### RINGKASAN TUGAS 1
Tuliskan kembali baris-baris catatan tanpa perubahan apa pun, mulai dari awal catatan sampai dengan baris yang memuat "Return the mask of every instance of the fish body.", termasuk kedua ujungnya. Jangan sertakan gambar dalam jawaban.

### KUTIPAN DOKUMEN
Kelompok ini memiliki mesjid, yang hanya diperuntukkan bagi para kiai yang melaksanakan shalat Jumat, Shalat Idul Fitri (Lebaran Nina), Shalat Idul Adha (Lebaran Mama). Para kiai juga mempunyai surau tempat melakukan sembahyang shubuh, lohor, asar, magrib, dan isya. Pada bulan puasa, surau menjadi tempat sembahyang tarawih dan mengaji Al Quran. Ibadah puasa dilakukan oleh para kiai selama satu bulan penuh, sedangkan umat yang lain berpuasa pada tiga hari pertama, tiga hari di pertengahan, dan tiga hari terakhir.
Mereka merayakan semua hari besar Islam, seperti Maulud Nabi Muhammad SAW, Isra Mikraj, Ruwah, Idul Fitri, Idul Adha, dll. Perayaan hari besar Islam lebih menitik beratkan penghormatan kepada roh leluhur, yang dianggap perantara untuk memohon kepada Tuhan. Ikut merayakan hari raya Islam bagi mereka berarti telah melaksanakan tugas-tugas keagamaan. Penghormatan kepada leluhur dilakukan dengan cara pergi ke kuburan untuk makan bersama dan meminta keselamatan, dll.

### CATATAN TERSEDIA

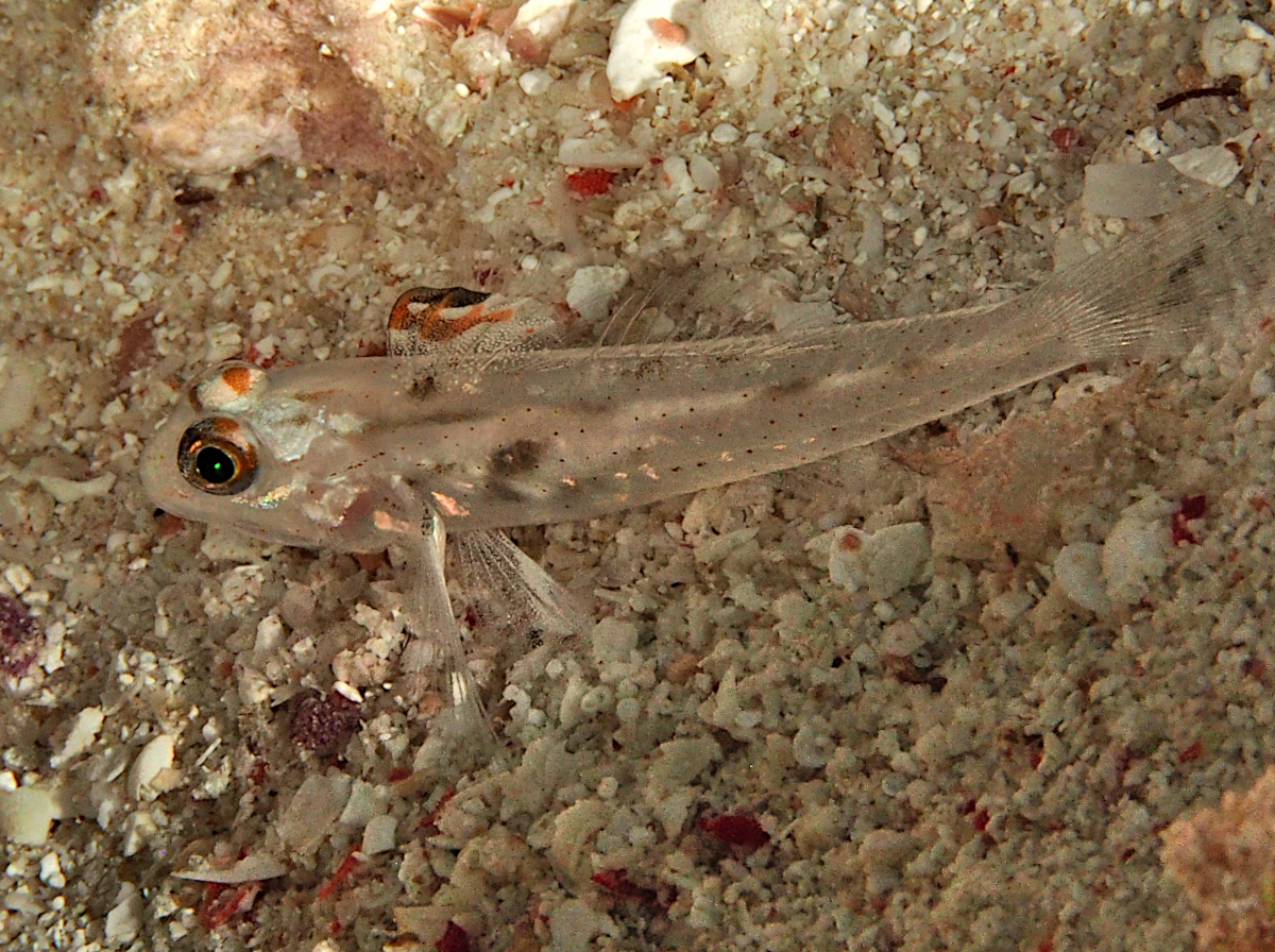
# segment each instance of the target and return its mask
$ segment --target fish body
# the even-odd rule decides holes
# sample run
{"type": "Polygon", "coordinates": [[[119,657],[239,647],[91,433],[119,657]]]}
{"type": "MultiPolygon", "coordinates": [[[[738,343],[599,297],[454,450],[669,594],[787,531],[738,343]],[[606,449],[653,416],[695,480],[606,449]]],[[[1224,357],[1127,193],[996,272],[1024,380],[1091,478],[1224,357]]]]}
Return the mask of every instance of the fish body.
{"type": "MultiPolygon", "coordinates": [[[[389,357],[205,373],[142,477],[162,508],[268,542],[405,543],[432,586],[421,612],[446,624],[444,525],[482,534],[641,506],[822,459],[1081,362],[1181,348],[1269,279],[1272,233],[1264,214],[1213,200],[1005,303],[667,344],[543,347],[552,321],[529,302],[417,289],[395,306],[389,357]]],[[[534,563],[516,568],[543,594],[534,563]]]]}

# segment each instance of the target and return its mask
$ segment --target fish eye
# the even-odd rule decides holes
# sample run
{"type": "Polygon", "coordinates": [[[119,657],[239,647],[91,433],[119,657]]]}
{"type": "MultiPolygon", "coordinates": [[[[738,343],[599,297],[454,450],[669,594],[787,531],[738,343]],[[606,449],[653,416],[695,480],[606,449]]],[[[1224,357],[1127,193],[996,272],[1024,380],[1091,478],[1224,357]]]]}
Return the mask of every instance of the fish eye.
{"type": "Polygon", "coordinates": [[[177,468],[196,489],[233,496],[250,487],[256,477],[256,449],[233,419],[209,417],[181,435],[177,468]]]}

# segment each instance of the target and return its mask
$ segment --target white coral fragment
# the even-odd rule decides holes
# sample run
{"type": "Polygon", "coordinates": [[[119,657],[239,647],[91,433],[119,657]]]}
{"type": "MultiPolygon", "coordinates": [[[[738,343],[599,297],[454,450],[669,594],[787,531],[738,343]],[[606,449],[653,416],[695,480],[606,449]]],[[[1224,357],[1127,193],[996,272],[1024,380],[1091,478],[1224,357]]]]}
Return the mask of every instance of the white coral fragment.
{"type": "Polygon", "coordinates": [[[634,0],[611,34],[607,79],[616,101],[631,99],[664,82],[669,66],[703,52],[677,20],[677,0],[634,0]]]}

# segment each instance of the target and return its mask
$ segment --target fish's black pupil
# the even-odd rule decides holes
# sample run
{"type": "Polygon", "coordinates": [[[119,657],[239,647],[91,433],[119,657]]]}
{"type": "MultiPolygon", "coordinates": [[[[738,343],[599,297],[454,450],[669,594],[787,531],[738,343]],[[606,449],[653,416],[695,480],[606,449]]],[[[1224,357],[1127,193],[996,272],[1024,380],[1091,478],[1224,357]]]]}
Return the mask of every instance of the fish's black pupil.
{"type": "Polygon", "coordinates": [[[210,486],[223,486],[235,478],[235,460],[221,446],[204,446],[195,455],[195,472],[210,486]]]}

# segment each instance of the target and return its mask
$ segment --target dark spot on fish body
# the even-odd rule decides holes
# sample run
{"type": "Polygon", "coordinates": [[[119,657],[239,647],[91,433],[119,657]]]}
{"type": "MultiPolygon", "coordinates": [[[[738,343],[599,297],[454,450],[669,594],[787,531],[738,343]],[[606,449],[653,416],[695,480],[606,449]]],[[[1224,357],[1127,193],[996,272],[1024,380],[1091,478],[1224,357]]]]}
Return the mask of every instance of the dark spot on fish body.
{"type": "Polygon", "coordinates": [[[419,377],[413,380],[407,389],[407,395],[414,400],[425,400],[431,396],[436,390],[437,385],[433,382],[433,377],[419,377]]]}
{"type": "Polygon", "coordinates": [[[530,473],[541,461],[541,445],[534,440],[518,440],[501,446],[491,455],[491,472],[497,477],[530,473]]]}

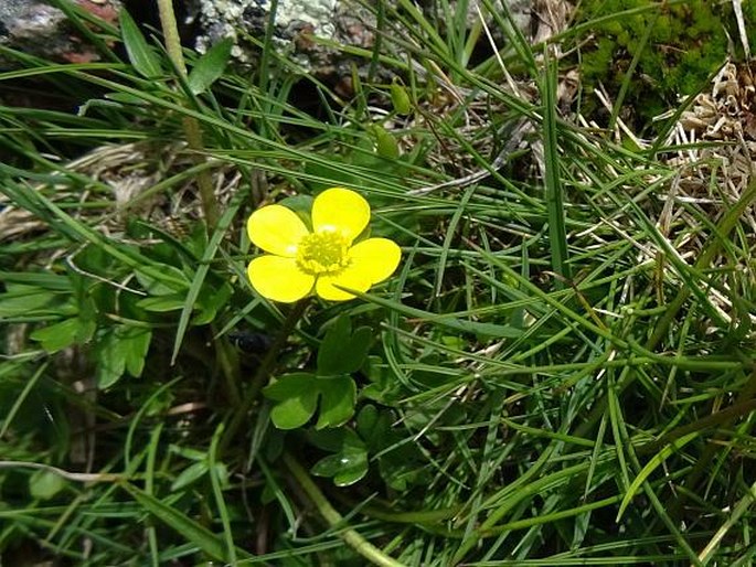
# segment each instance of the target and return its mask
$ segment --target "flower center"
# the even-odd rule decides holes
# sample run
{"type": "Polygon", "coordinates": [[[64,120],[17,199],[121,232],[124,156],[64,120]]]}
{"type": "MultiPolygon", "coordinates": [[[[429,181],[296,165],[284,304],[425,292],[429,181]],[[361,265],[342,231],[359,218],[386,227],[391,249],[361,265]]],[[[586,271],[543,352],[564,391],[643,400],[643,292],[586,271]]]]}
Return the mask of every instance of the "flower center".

### RINGKASAN TUGAS 2
Menurut kutipan dokumen, berapa lama para kiai menjalankan ibadah puasa?

### JAWABAN TERURAI 1
# segment each instance of the target and return its mask
$ segment --target fish body
# the even-odd rule decides holes
# sample run
{"type": "Polygon", "coordinates": [[[119,657],[239,647],[91,433],[119,657]]]}
{"type": "MultiPolygon", "coordinates": [[[[738,343],[599,297],[454,450],[669,594],[787,531],[738,343]],[[606,449],[653,416],[695,480],[606,449]]],[[[1224,357],[1127,193],[996,272],[1024,380],[1091,478],[1224,357]]]]}
Return the mask of every instance of the fish body.

### JAWABAN TERURAI 2
Para kiai berpuasa selama satu bulan penuh.